+++ Data for this task +++

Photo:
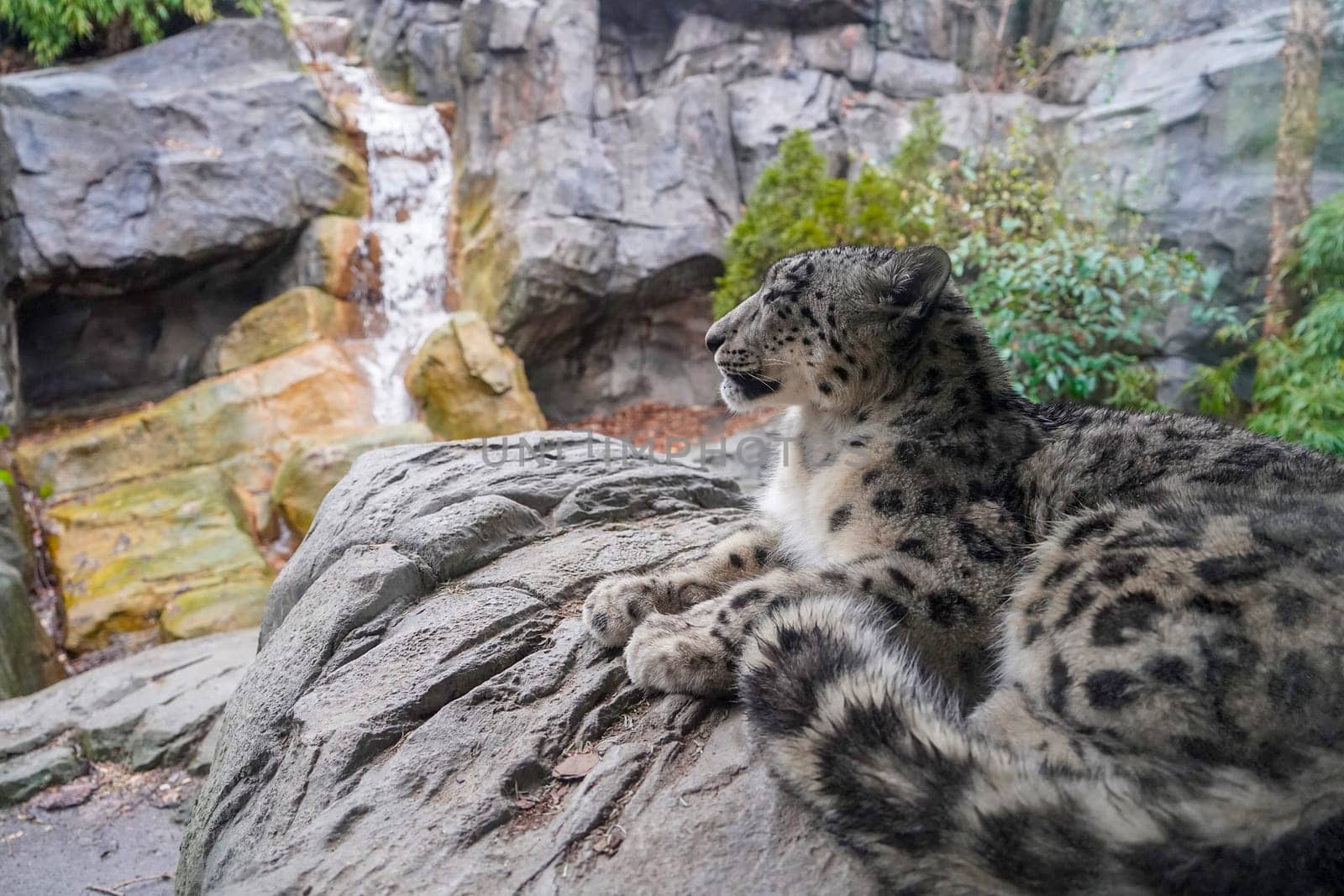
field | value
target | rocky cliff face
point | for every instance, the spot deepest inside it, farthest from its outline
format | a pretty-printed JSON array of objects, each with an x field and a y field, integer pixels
[
  {"x": 605, "y": 148},
  {"x": 144, "y": 201}
]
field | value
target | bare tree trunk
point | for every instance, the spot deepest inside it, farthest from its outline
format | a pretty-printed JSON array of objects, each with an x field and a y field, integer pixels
[{"x": 1299, "y": 123}]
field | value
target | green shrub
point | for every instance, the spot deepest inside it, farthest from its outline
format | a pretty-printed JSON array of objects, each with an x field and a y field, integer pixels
[
  {"x": 1299, "y": 385},
  {"x": 54, "y": 27},
  {"x": 1072, "y": 301}
]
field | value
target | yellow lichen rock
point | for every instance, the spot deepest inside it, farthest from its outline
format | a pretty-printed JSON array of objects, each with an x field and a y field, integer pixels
[
  {"x": 470, "y": 385},
  {"x": 168, "y": 551},
  {"x": 158, "y": 516},
  {"x": 296, "y": 317}
]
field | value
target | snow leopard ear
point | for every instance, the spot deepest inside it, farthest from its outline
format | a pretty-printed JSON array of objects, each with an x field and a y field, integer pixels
[{"x": 911, "y": 282}]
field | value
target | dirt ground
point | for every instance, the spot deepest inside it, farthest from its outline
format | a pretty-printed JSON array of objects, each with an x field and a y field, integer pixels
[{"x": 113, "y": 833}]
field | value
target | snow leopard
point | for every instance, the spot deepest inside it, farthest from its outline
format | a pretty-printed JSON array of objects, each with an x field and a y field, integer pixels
[{"x": 1005, "y": 647}]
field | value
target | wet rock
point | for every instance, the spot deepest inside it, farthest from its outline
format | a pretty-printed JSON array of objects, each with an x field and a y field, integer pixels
[
  {"x": 454, "y": 721},
  {"x": 129, "y": 170},
  {"x": 296, "y": 317},
  {"x": 470, "y": 385},
  {"x": 171, "y": 553},
  {"x": 331, "y": 255},
  {"x": 586, "y": 206},
  {"x": 315, "y": 466},
  {"x": 144, "y": 711}
]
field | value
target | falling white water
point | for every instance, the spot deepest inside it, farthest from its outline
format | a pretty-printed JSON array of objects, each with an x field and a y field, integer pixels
[{"x": 410, "y": 176}]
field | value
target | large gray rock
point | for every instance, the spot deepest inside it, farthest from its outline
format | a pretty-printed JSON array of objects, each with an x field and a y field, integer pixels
[
  {"x": 150, "y": 710},
  {"x": 1133, "y": 23},
  {"x": 210, "y": 144},
  {"x": 423, "y": 672}
]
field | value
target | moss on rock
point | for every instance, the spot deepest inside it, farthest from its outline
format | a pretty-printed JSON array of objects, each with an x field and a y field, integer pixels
[
  {"x": 296, "y": 317},
  {"x": 470, "y": 385}
]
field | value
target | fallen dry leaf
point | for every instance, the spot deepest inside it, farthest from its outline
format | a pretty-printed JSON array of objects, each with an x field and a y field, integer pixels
[
  {"x": 66, "y": 797},
  {"x": 575, "y": 766}
]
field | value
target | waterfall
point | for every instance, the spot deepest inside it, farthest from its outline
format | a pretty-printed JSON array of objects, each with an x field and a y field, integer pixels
[{"x": 410, "y": 177}]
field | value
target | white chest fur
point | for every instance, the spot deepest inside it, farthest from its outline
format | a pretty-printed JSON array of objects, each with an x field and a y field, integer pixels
[
  {"x": 797, "y": 513},
  {"x": 797, "y": 500}
]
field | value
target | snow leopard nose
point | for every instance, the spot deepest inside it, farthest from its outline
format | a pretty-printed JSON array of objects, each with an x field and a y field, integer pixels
[{"x": 714, "y": 338}]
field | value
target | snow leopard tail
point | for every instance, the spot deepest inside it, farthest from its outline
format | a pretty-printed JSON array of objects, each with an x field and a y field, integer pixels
[{"x": 847, "y": 725}]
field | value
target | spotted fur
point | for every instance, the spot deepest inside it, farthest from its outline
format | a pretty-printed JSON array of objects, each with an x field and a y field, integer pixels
[{"x": 1008, "y": 647}]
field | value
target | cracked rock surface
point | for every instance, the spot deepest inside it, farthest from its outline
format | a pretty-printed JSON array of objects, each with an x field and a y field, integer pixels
[
  {"x": 428, "y": 714},
  {"x": 151, "y": 710}
]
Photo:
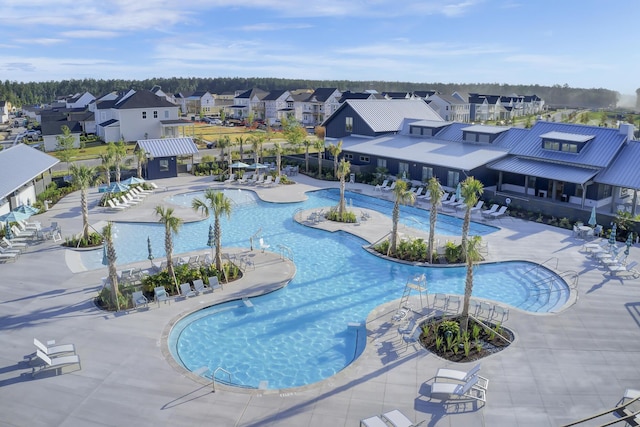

+++

Written request: Please tally the lines above that contain the word "leopard", and give only the number.

Result of the task: 4